**TO DO**
List every distance in miles mentioned in the Tinder user's guide below.

**PROVIDED PASSAGE**
================

Tinder: A User's Guide
Start writing a post
Entertainment

Tinder: A User's Guide

Let me help you find your potential true love.

387
Tinder: A User's Guide
gotinder.org

Ah, yes. Tinder. Since it's inception in 2011, this fantastic application has helped thousands of people erase the awkward social script of figuring out if someone is into you. Because, after all, who wants to go through all that trouble? We've evolved from animals; who has time anymore to sit down and talk to someone? Psh. Screw that. I'm too busy Yakking about Spongebob and Instagramming my beautiful, bearded face to the world. 

If you're like me and you're not an animal and you don't have time to talk to someone in person to gauge their interest in you, then you use Tinder. After all, nothing screams "progress" more than being able to flirt with someone through a screen while sitting in class. Forget anything you know about body language cues or emotion; true love is portrayed through words on a screen. Trust me, I'm a writer, I know a thing or two about words. 

As a seasoned Tinder veteran myself, I've pushed through and made the mistakes that you now have the luxury of avoiding thanks to this article. Use my experience as a guide, and within a day or two, you'll see some results. This guide will be as gender neutral as I possibly can make it, but if there are any limitations, forgive me. I've only experienced the caveats of being a male on Tinder (such is my curs in life).

First off, take a look at your settings. See how you probably have the radius set to 10 miles? Crank that all the way up to 100 miles. Your true love could be somewhere in the 90-mile difference! And really, what's the difference between 10 and 11 miles? For all of you smart @$$es who say "one mile," have your chuckle and then slap yourself in the face. 

Now, see where it says age limitations? You've probably got it somewhere in between 18-24, right? YOU'RE DOING IT WRONG. Once again, crank that up to 18-55+. That hot 73 year-old is somewhere out there, and is probably looking for someone young and fun to spice up their lives. Sure, they might not be a permanent solution, but they've got a lot of wisdom to pass on. Example: Hugh Hefner. The man's practically exploding with wisdom.

================

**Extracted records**
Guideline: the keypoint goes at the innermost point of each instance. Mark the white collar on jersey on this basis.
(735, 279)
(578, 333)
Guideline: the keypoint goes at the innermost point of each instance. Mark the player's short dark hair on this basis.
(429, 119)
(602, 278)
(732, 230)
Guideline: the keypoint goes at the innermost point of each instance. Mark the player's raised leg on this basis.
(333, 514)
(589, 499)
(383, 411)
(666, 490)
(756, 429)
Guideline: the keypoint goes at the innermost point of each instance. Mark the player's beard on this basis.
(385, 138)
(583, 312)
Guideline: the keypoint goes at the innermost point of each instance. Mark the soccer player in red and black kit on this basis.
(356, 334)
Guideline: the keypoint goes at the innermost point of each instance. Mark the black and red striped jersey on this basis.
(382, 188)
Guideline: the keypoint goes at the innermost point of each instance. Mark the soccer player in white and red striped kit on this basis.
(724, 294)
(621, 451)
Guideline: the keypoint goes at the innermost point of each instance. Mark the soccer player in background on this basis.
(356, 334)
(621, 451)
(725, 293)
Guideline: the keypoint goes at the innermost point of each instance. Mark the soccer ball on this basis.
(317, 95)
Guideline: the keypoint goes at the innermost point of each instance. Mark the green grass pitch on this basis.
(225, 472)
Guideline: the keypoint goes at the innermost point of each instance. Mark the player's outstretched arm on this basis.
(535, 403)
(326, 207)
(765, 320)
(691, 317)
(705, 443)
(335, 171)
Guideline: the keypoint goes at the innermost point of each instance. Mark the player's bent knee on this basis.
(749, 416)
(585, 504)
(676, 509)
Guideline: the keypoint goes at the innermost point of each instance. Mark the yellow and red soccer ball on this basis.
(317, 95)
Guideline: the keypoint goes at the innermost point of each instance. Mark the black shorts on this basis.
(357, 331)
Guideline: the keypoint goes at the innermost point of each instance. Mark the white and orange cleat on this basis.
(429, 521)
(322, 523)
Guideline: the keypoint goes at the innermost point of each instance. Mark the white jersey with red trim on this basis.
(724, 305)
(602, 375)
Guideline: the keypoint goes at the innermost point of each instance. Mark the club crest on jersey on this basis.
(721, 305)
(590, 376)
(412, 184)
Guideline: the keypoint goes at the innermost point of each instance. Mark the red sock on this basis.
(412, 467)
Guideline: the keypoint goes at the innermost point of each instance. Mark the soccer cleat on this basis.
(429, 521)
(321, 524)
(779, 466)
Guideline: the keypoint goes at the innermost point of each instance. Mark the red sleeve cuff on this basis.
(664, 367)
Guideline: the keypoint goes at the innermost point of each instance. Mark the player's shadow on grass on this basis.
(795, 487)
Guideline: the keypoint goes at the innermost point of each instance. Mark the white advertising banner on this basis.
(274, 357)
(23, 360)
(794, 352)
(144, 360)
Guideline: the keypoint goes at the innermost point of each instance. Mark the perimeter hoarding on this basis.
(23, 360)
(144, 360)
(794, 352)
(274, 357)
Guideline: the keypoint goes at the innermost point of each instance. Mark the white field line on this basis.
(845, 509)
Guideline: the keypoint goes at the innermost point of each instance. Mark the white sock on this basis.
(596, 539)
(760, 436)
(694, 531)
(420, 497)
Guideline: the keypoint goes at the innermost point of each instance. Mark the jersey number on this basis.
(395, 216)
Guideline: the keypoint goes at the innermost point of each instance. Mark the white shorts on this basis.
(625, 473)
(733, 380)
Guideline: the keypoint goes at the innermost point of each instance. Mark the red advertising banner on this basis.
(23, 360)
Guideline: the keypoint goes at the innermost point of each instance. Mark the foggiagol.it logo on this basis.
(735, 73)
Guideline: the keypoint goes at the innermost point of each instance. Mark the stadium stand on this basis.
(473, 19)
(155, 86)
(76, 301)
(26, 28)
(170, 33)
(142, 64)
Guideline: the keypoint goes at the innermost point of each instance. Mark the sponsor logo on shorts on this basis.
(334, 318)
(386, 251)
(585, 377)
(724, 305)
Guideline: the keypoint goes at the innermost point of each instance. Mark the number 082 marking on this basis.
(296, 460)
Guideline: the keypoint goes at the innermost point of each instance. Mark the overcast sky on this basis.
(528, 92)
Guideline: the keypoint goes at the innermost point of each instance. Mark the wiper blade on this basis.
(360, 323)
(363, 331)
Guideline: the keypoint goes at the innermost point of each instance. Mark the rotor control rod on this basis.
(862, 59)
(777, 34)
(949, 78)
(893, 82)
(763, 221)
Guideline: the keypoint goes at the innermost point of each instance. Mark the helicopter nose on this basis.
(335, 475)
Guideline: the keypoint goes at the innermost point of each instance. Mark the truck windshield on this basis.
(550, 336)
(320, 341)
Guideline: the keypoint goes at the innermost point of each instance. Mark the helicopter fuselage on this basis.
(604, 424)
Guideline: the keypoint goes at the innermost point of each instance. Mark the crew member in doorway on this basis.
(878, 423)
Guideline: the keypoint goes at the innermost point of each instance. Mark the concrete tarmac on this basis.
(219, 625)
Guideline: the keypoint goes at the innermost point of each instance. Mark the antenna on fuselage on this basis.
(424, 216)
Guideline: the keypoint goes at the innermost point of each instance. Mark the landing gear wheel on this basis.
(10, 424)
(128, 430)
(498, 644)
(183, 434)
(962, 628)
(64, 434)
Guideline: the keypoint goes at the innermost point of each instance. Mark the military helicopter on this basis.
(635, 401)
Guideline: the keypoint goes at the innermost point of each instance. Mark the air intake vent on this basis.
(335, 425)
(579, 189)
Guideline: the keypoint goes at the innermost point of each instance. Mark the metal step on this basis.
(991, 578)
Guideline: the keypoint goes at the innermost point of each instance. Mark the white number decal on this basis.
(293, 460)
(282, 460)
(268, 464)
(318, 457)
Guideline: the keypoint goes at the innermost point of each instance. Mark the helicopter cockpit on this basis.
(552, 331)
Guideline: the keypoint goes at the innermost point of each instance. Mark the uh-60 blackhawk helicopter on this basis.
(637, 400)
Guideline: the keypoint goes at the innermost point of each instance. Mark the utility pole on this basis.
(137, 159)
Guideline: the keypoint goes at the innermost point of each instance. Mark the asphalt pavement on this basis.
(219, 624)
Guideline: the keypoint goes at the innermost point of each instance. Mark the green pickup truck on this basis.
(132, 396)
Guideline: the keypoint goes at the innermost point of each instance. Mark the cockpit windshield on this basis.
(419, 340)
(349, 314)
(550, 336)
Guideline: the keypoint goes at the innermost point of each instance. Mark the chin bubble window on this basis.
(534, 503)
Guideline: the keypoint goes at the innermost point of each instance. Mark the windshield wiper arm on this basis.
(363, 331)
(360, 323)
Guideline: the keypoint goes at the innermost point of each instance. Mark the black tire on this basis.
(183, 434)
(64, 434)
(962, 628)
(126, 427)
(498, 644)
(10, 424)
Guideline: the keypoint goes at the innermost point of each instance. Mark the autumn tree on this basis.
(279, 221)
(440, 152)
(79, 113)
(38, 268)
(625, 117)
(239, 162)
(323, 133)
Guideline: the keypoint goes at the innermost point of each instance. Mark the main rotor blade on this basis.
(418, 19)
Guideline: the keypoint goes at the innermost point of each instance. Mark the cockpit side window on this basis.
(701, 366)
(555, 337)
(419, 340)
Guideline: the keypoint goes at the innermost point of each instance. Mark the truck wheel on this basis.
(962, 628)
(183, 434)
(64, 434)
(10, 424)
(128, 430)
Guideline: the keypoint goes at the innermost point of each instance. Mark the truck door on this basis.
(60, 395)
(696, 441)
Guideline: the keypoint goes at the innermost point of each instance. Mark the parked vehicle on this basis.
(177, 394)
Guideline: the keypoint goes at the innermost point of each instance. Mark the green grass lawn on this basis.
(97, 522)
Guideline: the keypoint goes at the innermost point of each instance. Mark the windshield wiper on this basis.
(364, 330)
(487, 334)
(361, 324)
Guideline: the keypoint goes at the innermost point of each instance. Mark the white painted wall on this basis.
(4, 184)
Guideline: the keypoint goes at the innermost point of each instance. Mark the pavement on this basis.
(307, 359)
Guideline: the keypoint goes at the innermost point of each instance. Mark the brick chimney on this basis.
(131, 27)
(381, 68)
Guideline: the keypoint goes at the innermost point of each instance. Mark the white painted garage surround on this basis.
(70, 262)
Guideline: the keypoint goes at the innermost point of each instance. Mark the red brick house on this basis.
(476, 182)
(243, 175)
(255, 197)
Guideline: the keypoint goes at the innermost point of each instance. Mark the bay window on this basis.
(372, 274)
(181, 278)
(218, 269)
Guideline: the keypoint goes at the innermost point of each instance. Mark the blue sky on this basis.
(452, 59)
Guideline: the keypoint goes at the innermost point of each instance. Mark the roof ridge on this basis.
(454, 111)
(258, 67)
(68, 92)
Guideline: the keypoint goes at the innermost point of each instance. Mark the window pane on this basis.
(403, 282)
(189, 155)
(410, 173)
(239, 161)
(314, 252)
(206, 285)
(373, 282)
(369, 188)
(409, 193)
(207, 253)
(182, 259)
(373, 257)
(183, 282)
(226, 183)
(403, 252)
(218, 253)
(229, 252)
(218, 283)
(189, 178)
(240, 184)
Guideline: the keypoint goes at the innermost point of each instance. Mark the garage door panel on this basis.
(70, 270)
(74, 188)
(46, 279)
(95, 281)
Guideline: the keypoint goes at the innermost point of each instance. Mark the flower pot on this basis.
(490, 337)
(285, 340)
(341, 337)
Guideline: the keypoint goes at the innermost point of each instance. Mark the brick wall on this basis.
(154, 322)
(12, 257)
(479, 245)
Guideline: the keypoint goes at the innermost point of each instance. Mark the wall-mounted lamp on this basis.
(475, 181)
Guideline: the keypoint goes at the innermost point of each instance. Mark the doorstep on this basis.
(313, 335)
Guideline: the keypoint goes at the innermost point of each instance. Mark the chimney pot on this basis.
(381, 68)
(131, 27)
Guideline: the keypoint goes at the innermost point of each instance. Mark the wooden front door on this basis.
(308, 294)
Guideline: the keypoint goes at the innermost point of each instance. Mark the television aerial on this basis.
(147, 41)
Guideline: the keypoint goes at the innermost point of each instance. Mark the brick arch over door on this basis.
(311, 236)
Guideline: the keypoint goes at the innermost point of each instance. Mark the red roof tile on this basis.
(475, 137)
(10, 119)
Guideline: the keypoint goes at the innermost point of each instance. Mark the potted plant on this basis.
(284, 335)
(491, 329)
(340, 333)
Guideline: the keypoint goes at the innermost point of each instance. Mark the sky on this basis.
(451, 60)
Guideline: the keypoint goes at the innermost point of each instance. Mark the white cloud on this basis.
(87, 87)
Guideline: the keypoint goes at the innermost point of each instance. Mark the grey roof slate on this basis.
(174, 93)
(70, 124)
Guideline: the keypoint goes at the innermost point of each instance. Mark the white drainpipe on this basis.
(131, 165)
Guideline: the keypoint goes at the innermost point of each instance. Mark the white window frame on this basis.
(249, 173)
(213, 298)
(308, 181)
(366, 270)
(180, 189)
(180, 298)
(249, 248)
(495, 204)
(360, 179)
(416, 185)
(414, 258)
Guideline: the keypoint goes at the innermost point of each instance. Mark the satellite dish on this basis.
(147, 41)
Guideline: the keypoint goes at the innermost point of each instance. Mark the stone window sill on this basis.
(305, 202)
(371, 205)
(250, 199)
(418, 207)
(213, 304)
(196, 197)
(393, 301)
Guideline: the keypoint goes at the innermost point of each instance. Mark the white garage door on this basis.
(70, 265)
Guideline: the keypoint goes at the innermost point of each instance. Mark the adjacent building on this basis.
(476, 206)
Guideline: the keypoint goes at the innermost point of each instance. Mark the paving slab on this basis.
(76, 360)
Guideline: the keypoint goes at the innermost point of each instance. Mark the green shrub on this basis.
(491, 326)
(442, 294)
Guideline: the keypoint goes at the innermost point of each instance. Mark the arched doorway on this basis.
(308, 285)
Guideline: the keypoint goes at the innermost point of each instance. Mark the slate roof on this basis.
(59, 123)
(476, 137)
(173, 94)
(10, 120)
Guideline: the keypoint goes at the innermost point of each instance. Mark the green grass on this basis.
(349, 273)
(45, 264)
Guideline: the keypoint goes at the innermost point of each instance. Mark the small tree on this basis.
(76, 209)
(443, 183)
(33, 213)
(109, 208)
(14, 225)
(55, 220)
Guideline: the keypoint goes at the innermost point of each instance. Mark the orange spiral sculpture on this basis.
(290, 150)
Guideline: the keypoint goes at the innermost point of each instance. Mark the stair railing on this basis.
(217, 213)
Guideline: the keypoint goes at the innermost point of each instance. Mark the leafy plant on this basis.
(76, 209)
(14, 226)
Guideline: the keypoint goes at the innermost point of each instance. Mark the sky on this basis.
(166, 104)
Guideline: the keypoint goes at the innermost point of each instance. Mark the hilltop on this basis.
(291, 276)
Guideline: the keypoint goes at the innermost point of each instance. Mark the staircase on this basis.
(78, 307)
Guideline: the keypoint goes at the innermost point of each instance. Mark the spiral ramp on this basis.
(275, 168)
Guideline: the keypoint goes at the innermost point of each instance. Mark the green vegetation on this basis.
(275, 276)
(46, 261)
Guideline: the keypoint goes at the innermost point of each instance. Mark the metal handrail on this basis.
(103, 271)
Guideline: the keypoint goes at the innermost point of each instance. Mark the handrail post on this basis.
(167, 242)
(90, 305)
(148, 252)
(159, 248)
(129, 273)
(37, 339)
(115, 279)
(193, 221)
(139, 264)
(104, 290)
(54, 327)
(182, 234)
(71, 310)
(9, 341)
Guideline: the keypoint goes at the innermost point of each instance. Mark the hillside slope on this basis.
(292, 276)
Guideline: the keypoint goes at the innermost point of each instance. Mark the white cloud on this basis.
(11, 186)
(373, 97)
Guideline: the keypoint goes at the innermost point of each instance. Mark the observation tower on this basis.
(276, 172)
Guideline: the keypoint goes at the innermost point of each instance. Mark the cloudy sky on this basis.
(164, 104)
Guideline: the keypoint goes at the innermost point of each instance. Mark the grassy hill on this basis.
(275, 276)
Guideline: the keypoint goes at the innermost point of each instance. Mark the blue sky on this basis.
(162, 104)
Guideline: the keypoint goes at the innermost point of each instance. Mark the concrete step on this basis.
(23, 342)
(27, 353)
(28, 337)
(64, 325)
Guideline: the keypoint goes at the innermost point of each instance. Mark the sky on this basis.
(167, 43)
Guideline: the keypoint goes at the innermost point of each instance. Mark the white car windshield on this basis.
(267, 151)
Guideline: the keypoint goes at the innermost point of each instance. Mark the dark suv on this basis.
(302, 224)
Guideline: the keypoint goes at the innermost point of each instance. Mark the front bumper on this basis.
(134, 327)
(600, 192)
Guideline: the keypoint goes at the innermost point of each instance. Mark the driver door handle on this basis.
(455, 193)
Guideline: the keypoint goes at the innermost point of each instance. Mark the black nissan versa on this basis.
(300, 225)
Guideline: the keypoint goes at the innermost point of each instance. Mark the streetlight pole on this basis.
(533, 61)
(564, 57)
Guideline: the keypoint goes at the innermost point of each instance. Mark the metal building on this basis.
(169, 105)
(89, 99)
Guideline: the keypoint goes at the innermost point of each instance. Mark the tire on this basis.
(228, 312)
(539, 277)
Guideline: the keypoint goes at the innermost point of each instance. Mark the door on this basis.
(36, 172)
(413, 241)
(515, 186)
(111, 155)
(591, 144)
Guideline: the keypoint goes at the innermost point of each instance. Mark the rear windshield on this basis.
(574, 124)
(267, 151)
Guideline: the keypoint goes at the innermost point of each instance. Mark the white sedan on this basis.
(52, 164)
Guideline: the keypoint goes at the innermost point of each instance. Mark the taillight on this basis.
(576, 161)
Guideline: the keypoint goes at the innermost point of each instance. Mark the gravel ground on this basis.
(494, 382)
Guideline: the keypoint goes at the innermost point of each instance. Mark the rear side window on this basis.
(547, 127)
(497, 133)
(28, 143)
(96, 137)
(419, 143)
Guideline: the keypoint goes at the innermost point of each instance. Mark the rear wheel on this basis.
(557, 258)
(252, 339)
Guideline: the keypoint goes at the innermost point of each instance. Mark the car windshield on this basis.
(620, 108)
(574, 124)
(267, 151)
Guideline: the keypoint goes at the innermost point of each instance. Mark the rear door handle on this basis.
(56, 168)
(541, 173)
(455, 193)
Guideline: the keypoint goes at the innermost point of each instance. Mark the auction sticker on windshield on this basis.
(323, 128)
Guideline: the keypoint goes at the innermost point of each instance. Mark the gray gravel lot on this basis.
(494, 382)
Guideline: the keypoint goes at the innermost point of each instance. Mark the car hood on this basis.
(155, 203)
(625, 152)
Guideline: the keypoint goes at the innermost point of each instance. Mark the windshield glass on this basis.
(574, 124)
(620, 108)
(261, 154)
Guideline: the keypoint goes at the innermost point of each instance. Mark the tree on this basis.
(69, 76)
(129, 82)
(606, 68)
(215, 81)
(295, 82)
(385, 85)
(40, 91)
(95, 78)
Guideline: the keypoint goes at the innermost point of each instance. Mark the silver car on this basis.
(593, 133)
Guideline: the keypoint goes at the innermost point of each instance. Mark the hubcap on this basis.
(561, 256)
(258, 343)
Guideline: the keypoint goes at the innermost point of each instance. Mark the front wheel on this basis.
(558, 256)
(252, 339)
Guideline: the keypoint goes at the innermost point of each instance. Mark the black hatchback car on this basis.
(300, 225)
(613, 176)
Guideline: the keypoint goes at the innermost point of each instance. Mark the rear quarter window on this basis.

================

**ANSWER TO THE PROBLEM**
- 10 miles
- 100 miles
- 90 miles
- 11 miles
- one mile